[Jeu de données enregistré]
━━━━━━━━━━

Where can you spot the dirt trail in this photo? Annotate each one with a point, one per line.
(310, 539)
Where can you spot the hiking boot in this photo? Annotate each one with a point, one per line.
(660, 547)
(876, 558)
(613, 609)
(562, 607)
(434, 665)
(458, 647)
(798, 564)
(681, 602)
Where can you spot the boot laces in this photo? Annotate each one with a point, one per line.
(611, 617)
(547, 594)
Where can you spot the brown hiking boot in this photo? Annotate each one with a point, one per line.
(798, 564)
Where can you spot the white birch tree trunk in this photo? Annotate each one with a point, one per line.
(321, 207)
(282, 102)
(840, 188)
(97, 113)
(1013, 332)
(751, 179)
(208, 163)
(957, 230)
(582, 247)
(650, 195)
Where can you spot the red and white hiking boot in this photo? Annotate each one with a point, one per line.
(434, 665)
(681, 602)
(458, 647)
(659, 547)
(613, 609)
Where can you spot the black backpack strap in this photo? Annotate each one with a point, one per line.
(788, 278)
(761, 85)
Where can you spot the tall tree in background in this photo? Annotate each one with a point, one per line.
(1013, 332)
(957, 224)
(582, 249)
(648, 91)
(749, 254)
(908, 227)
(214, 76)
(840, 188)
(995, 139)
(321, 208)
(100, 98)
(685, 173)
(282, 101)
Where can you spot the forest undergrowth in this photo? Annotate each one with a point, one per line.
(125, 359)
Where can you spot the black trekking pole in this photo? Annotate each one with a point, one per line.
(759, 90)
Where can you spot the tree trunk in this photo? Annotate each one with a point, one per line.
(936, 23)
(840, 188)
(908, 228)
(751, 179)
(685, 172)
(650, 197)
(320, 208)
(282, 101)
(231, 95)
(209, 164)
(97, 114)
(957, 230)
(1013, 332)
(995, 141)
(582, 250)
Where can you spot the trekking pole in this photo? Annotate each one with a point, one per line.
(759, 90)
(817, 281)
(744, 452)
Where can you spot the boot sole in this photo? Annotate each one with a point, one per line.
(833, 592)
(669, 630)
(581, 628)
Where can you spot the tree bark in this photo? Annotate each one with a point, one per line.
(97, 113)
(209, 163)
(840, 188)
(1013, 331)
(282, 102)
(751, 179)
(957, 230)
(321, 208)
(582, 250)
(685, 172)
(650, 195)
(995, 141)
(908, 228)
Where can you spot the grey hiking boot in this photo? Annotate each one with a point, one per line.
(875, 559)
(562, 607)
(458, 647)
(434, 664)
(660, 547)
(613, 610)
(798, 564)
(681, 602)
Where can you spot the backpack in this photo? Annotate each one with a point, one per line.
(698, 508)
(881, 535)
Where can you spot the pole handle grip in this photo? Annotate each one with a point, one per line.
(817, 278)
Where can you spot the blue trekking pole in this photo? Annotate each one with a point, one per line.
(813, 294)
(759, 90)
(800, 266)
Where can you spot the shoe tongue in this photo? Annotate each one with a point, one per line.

━━━━━━━━━━

• _Objectif_
Remettez à l'échelle les enregistrements de la ligne contenant « Where can you spot the black trekking » jusqu'à la fin des enregistrements, ces deux bornes comprises, et recopiez ces seules lignes, demandes incluses. Multipliez par 2,25 chaque coordonnée des points donnés en réponse, puis arrondissez-la à l'entier le plus proche, les demis étant arrondis vers le haut.

• _Corrigé_
Where can you spot the black trekking pole in this photo? Annotate each one with a point, one per line.
(1708, 203)
Where can you spot the tree trunk in this photo? Annotate each one with a point, one per line.
(2106, 52)
(1890, 423)
(2043, 513)
(1690, 403)
(1541, 387)
(1463, 443)
(720, 468)
(635, 227)
(520, 214)
(470, 369)
(218, 257)
(2153, 518)
(2279, 747)
(2239, 317)
(1310, 563)
Where can you spot the trekking pole in this photo? Annotate each one with a point, one per line.
(1708, 203)
(1838, 632)
(1674, 1017)
Where can you spot the boot sole in this photo? Annotate each one with a point, one per line.
(1874, 1332)
(1505, 1418)
(1307, 1413)
Where can you spot the tree bark in this photo? Annotate each one with a point, one per line.
(218, 254)
(470, 367)
(1890, 423)
(2279, 745)
(635, 230)
(1690, 403)
(2153, 518)
(722, 468)
(1310, 563)
(1541, 387)
(1463, 439)
(2239, 317)
(2043, 513)
Where can you spot the grey hiking boot in this photo? Annotate each one with a point, one per line.
(1969, 1258)
(1265, 1366)
(1031, 1456)
(977, 1494)
(1485, 1231)
(1379, 1373)
(1796, 1269)
(1532, 1355)
Where can you spot the backpack in this photo? Annotate each one with a point, one per line.
(1571, 1143)
(1982, 1204)
Where can you spot the pole handle grip in this photo? Annotate each one with a point, one per line.
(1838, 626)
Where can you spot the blue trekking pole in this photo? Annotate each one with a point, one per line.
(1829, 662)
(1708, 203)
(1800, 599)
Where can you spot the shoe tongue in this photo? Annotate each one with a point, one per line.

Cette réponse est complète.